Aufgabe 1:
Bis zu welchem Jahr will Deutschland laut dem Textauszug über Wasserstoff in der Energiewende auf fossile Energieträger verzichten?

++++ Ausgewählter Textauszug ++++

Die Rolle von Wasserstoff in der Energiewende

Im Zuge der Energiewende will Deutschland bis 2050 auf fossile Energieträger verzichten – somit auch auf Erdgas. Durch erneuerbare Energien erzeugter Wasserstoff soll es langfristig ersetzen. Das bringt neue Anforderungen mit sich: Wasserstoff ist das kleinste Element und kann sich somit leichter verflüchtigen als Erdgas. Zudem ist es im Gemisch mit Luft schnell entflammbar. Kann Wasserstoff trotzdem durch dieselben, bestehenden Kunststoffleitungen fließen?

Dieser Frage gehen die Wissenschaftler im Forschungsprojekt H2Infra nach. Sie ergründen den effizienten und sicheren Betrieb von Wasserstoffverteilnetzen im Wasserstoffdorf Bitterfeld-Wolfen.

++++ Bereitgestellte Einträge ++++

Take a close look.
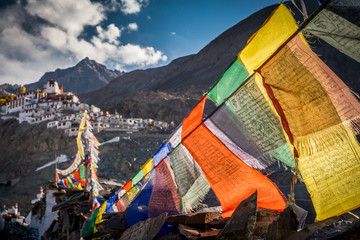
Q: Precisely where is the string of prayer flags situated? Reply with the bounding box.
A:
[148,159,180,218]
[183,124,286,217]
[208,4,297,106]
[181,95,207,141]
[76,114,86,159]
[238,4,304,73]
[56,153,81,176]
[207,58,250,106]
[140,158,153,176]
[182,98,286,217]
[131,169,144,186]
[304,0,360,62]
[165,124,182,148]
[81,201,107,237]
[152,143,172,166]
[122,180,132,191]
[169,144,210,212]
[261,36,360,221]
[126,181,153,227]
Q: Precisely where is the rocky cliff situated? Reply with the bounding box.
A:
[0,120,166,214]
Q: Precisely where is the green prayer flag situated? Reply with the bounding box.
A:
[79,163,85,179]
[207,59,249,106]
[81,207,100,237]
[131,169,144,186]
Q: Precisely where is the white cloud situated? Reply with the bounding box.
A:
[96,23,121,44]
[25,0,105,34]
[0,0,167,84]
[120,0,147,14]
[128,23,139,31]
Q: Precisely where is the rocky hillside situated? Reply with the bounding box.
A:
[80,0,360,123]
[0,83,20,93]
[25,58,122,94]
[0,120,166,215]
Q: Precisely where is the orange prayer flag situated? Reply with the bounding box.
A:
[123,180,132,191]
[183,124,286,217]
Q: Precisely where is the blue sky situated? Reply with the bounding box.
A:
[0,0,278,84]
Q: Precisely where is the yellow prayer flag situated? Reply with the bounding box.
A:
[238,4,298,73]
[76,118,85,159]
[140,158,153,176]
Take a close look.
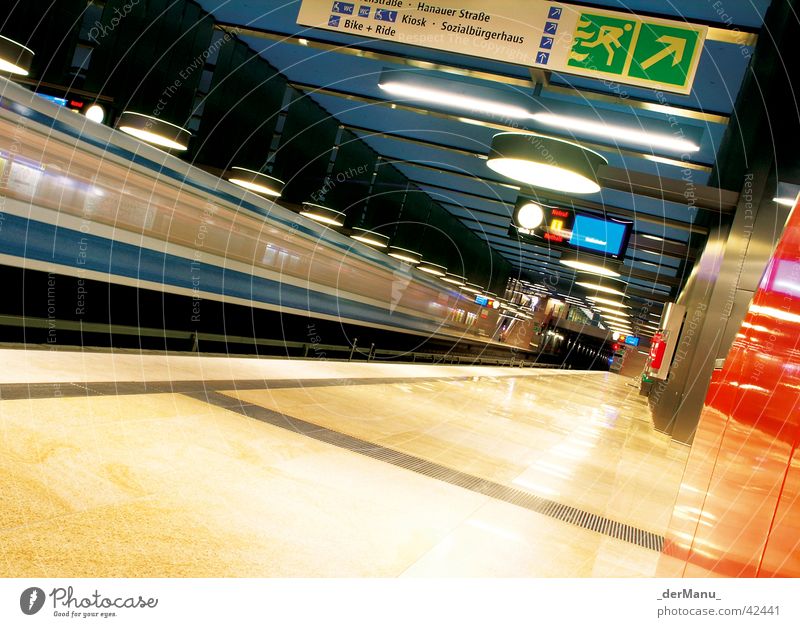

++++

Aufgabe 2:
Geben Sie den Abschnitt der Auflistung wortgetreu wieder, der mit der Zeile beginnt, die „Q: Precisely where is the green“ enthält, und bis zum Ende der Auflistung reicht, beide Enden eingeschlossen. Lassen Sie die Bilder dabei weg.

Vollständige Ausgabe 1:
Bis 2050.

Vollständige Ausgabe 2:
Q: Precisely where is the green prayer flag situated? Reply with the bounding box.
A:
[79,163,85,179]
[207,59,249,106]
[81,207,100,237]
[131,169,144,186]
Q: Precisely where is the white cloud situated? Reply with the bounding box.
A:
[96,23,121,44]
[25,0,105,34]
[0,0,167,84]
[120,0,147,14]
[128,23,139,31]
Q: Precisely where is the rocky hillside situated? Reply with the bounding box.
A:
[80,0,360,123]
[0,83,20,93]
[25,58,122,94]
[0,120,166,215]
Q: Precisely where is the orange prayer flag situated? Reply with the bounding box.
A:
[123,180,132,191]
[183,124,286,217]
Q: Precisely where is the blue sky situated? Reply with the bounding box.
A:
[0,0,278,84]
Q: Precisely where is the yellow prayer flag situated? Reply with the bounding box.
A:
[238,4,298,73]
[76,118,85,159]
[140,158,153,176]
Take a close look.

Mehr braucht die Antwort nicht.